Consigne
Selon le texte sur la Toussaint, de qui Catherine de Sienne est-elle la patronne ?

Texte fourni
* * *

On ne le répétera jamais assez : la Toussaint n’est pas la fête des défunts (célébrée le lendemain) mais celle des saint.es – donc potentiellement la vôtre ! Dérivée de la fête de commémoration des des martyrs de l’Église, la Toussaint célèbre tou.tes les saint.es : personnages historiques ou légendaires (reconnus par l’Église mais dont la réalité historique n’est pas sûre), martyrs ou non. L’occasion pour nous de vous présenter dix saintes qui prouvent que l’on peut être un modèle de foi, de vertu ET de badasserie.
La diplomate : Catherine de Sienne (1347-1380)
Quitte à n’en choisir que dix, on ne pouvait pas ne pas parler de la patronne des journalistes et des médias ! C’est à son abondante correspondance en faveur de la papauté que Catherine de Sienne doit ce titre, ainsi que son rôle de médiatrice. Après avoir joué un rôle déterminant dans le retour des papes à Rome, elle remplit plusieurs missions diplomatiques importantes pour le compte de la papauté. Et quand elle ne négocie pas la paix entre Rome et Florence, Catherine de Sienne écrit des traités théologiques qui comptent encore aujourd’hui parmi les grands textes religieux médiévaux.

* * *

Jeu de données

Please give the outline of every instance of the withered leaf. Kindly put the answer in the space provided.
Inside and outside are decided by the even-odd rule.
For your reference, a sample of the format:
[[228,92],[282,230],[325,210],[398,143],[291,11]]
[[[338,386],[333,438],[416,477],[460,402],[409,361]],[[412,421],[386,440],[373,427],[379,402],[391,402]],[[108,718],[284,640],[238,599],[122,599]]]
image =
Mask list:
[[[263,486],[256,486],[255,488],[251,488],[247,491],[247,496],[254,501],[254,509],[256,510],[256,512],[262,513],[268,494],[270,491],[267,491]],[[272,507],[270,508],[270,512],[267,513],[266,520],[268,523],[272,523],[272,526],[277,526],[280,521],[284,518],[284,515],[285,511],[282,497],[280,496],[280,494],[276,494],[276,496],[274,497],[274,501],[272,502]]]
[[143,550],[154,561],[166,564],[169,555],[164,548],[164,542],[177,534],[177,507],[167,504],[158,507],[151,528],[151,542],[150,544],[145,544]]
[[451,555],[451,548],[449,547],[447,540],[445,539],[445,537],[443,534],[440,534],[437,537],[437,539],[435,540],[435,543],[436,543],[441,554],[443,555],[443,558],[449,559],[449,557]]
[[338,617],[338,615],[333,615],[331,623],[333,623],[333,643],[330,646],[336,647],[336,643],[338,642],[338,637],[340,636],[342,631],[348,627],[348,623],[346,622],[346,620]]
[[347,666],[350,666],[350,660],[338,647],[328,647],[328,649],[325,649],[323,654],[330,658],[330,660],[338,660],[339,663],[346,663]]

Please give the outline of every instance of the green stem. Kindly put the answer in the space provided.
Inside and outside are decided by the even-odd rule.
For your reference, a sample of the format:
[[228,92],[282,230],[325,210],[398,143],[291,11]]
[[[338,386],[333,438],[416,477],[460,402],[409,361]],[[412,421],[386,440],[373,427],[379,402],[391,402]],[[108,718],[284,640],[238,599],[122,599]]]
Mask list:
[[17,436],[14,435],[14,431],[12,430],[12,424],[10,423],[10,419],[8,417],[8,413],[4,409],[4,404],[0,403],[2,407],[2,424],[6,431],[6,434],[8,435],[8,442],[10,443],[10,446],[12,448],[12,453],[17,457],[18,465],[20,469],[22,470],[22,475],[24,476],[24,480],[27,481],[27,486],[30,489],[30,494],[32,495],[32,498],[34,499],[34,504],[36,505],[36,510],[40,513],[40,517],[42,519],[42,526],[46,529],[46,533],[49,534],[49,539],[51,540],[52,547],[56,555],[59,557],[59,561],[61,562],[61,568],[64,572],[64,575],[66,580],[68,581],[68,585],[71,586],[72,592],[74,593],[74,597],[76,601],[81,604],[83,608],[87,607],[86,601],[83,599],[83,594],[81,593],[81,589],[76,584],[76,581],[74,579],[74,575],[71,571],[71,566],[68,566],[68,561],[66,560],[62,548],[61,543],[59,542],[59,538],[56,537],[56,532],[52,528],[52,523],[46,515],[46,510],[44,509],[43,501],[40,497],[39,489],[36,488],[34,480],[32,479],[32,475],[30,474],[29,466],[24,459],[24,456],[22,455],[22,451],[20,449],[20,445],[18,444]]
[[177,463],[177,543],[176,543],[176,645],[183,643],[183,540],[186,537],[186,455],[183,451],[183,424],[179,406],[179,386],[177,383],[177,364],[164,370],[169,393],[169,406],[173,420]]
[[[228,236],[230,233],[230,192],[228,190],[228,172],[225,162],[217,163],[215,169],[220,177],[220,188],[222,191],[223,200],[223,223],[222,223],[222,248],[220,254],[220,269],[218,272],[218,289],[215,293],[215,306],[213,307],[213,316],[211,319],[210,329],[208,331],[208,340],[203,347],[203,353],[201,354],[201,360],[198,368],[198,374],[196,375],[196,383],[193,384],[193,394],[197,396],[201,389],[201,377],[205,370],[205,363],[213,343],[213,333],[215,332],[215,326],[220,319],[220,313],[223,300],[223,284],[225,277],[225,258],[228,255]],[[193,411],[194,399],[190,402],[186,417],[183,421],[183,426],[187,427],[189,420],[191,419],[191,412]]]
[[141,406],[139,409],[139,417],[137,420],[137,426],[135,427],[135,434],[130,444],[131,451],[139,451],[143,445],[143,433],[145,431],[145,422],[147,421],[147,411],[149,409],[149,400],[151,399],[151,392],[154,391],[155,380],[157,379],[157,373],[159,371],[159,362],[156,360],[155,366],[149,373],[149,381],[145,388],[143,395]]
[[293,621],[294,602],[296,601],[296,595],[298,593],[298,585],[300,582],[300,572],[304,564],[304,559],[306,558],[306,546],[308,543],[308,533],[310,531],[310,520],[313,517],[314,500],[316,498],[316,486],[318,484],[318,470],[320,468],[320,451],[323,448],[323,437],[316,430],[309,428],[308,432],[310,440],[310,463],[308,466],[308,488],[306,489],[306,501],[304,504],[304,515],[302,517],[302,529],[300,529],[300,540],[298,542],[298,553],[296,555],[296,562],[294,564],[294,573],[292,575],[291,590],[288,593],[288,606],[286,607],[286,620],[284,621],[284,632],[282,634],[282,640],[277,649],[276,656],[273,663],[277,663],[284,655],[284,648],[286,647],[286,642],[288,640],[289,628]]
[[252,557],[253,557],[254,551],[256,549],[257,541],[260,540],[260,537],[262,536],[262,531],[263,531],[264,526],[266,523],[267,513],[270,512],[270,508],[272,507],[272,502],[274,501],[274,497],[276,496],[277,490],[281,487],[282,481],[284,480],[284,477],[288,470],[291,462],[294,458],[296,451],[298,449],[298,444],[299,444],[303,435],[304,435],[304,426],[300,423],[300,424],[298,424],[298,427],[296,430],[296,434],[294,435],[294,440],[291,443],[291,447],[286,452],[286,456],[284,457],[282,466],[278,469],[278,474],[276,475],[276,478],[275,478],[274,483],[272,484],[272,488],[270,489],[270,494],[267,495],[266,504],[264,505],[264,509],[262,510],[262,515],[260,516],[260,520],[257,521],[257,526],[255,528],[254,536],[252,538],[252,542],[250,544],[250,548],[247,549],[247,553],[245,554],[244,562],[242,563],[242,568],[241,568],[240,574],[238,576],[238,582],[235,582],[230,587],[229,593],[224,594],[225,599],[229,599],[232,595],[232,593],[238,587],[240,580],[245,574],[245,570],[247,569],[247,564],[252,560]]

* * *

Corrigé
Des journalistes et des médias.